== Textauszug ==
Leserartikel Katharina Kühn, 16.03.2023 11:40

VÖCKLABRUCK. Am 21. März ist Welt Down-Syndrom Tag. Kinder mit Down-Syndrom werden im Bildungssystem benachteiligt, kritisiert der Vöcklabrucker Verein 46+1, Down-Syndrom.

Schulassistent Alexander Moser unterstützt Simon Offenberger und Annalena Peer beim Lernen. (Foto: Verein 46+1)

Ausgehend von Wien läuft derzeit eine österreichweite Kampagne für das Recht auf ein elftes und zwölftes Schuljahr für Kinder mit einer kognitiven Beeinträchtigung. „Im Gegensatz zu anderen Kindern, haben Kinder mit kognitiven Beeinträchtigungen wie dem Down-Syndrom in Österreich nicht automatisch die Möglichkeit, zwölf Schuljahre zu absolvieren“, erklärt Verena Kettl, Obfrau des Vereins 46+1, Down-Syndrom. Eltern müssen um diese beiden Schuljahre ansuchen und sind dabei der Willkür von Direktoren und Behörden ausgeliefert. Immer öfter kommt es zu einer Ablehnung dieser Ansuchen. „Unsere Kinder sind in ihrer kognitiven Entwicklung verzögert und brauchen diese beiden Schuljahre dringend, um sich ihren Fähigkeiten entsprechend hin zur Reife für eine Berufsausbildung entwickeln zu können“, betont Kettl.

Durch das Bildungssystem benachteiligt

Die Mutter einer Tochter mit Down-Syndrom verweist darauf, dass das österreichische Bildungssystem diese Kinder generell benachteiligt. Der Spießrutenlauf für die Eltern beginnt oft schon im Kindergartenalter. Im vergangenen Jahr musste der Verein sich in Vöcklabruck dafür einsetzen, dass die Stadtgemeinde zwei stark entwicklungsverzögerten Kindern ein zusätzliches Kindergartenjahr ermöglicht. „Von Anfang an sind wir in der Rolle der Bittsteller“, kritisiert Vorstandsmitglied Patrick Mitterer das System.

Inklusion ist noch immer keine Selbstverständlichkeit

Zu Schwierigkeiten kommt es dann oft auch beim Übertritt in die Volksschule. Nicht alle Volksschulen im Bezirk ermöglichen inklusive Bildung. Manche Schuldirektoren lehnen die Aufnahme von Kindern mit kognitiver Beeinträchtigung schlichtweg ab. Und auch machen Mittelschulen des Bezirks ist Inklusion immer noch keine Selbstverständlichkeit. Zwar bieten die Schulen inklusive Klassen an, dies aber in einigen Fällen nur jedes zweite Jahr. Ein Junge musste daher, entgegen dem Wunsch der Eltern, ein Jahr früher in die Mittelschule wechseln als seiner Entwicklung förderlich gewesen wäre und hat nun keine Möglichkeit, die letzte Schulstufe zu wiederholen. „Für unsere Kinder ist das eine Katastrophe, weil sie durch eine zu schnelle Schullaufbahn massiv in ihrer Entwicklung behindert und überfordert werden“, sagt Birgit Brunsteiner, die den Verein vor 13 Jahren gegründet hat.

== Bitte bearbeiten ==
1) An welchem Tag ist laut dem Artikel über Kinder mit Down-Syndrom in der Schule der Welt-Down-Syndrom-Tag?
2) Schreib den Artikel über Kinder mit Down-Syndrom in der Schule nach seinem letzten Satz weiter.

== Datenzeilen ==
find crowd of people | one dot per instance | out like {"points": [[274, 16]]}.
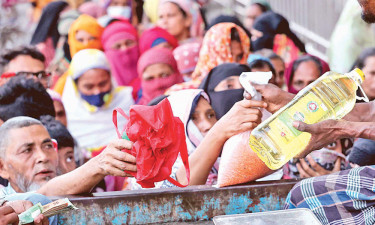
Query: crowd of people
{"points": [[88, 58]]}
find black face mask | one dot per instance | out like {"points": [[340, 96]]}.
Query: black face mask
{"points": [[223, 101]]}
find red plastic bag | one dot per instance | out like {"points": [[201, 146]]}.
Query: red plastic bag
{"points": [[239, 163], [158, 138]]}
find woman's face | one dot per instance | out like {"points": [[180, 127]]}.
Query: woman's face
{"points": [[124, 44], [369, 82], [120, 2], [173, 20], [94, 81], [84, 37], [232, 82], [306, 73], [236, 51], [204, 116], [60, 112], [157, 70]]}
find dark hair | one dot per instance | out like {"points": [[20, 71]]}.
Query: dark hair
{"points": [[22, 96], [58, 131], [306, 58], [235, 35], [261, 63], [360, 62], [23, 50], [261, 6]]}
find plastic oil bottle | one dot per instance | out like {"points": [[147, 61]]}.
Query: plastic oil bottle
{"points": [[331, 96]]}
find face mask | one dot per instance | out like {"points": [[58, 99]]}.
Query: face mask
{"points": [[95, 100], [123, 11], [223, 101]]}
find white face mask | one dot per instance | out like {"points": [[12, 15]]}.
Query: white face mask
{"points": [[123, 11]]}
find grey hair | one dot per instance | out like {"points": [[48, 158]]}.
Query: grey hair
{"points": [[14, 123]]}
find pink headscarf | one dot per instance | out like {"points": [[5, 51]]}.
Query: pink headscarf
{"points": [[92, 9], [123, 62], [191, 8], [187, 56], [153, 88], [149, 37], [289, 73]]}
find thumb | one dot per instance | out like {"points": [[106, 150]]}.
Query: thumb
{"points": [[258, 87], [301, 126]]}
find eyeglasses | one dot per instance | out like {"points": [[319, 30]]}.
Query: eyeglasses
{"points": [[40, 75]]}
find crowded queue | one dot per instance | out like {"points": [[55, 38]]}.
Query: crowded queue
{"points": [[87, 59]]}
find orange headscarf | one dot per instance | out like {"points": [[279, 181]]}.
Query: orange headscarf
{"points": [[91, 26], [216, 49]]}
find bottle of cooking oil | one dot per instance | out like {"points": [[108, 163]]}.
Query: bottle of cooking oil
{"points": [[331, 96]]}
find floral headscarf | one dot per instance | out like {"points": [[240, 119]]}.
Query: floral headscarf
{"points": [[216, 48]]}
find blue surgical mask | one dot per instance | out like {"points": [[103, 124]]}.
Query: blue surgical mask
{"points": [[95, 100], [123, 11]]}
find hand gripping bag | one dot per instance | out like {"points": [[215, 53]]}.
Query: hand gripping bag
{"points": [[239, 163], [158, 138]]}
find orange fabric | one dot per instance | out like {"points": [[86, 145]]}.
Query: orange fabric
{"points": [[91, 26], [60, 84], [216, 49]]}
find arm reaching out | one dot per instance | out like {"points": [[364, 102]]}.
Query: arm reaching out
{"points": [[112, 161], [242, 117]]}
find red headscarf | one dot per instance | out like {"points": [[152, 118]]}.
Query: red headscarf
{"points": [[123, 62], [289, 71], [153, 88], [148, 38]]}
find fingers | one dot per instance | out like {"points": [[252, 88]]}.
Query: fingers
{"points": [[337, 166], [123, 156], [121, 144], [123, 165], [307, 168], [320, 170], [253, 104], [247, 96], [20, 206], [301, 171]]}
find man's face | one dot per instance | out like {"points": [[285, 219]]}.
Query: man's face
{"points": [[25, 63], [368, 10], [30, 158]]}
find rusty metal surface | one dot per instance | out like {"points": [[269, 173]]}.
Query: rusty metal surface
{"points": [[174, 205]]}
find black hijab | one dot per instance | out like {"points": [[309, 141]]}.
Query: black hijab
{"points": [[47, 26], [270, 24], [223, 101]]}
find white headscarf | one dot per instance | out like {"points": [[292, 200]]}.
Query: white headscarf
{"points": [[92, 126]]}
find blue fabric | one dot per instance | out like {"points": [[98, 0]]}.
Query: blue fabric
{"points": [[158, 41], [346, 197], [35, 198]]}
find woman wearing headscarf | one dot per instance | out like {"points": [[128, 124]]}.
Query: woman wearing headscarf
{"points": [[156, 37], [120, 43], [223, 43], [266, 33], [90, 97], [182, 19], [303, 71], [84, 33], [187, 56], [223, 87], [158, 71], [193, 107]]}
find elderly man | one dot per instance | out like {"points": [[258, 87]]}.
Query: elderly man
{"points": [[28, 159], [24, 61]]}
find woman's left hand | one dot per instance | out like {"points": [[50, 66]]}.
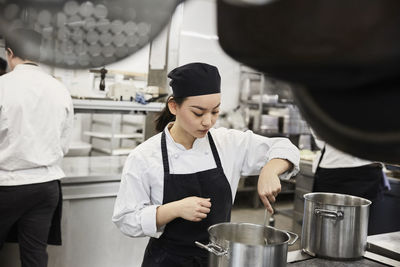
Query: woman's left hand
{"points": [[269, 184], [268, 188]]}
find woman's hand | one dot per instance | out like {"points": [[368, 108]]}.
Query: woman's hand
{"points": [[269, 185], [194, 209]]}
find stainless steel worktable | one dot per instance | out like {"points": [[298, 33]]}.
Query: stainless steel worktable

== Endergebnisse ==
1) Am 21. März.

2)
Mangel an Sonderpädagogen

Ein gravierendes Problem sehen die Eltern auch im Mangel an Sonderpädagogen. Das geht so weit, dass Direktoren Eltern bitten, selbst Sonderpädagogen zu suchen, damit ihre Kinder unterrichtet werden können. „Es kann nicht sein, dass die Verantwortung dafür, ob unsere Kinder eine gute schulische Ausbildung bekommen oder nicht, bei uns Eltern liegt“, sagt Obfrau Stellvertreterin Martina Offenberger.

Internationales Schlusslicht

Der Verein fordert einen Rechtsanspruch auf ein zusätzliches Kindergartenjahr für Kinder mit kognitiven Beeinträchtigungen sowie auf zwölf Schuljahre. „Unsere Kinder lernen langsamer, sind aber sehr wohl in der Lage, sich mit entsprechender Zeit und Förderung so zu entwickeln, dass sie später eine begleitete Berufsausbildung machen und ihren Platz in der Arbeitswelt einnehmen können. Die Forschung der letzten Jahrzehnte unterstreicht das. Österreich zählt bei den Bildungsmöglichkeiten für unsere Kinder immer noch zu den internationalen Schlusslichtern, das muss sich endlich ändern“, sagt Brunsteiner.

Besseres Verständnis für Bedürfnisse

Kinder und Jugendliche des Vereins werden am Welt Down-Syndrom Tag im Einkaufzentrum VARENA Schokoladetaler verteilen. „Die Gesellschaft muss mehr mit unseren Kindern in Berührung kommen, nur so kann sich ein besseres Verständnis für ihre Bedürfnisse und Anliegen, aber auch für ihre Fähigkeiten entwickeln“, erklärt Obfrau Verena Kettl. Nebensatz: „Kinder mit Down-Syndrom haben dieselben Menschenrechte wie alle anderen. Dazu gehört auch das Recht auf Bildung“.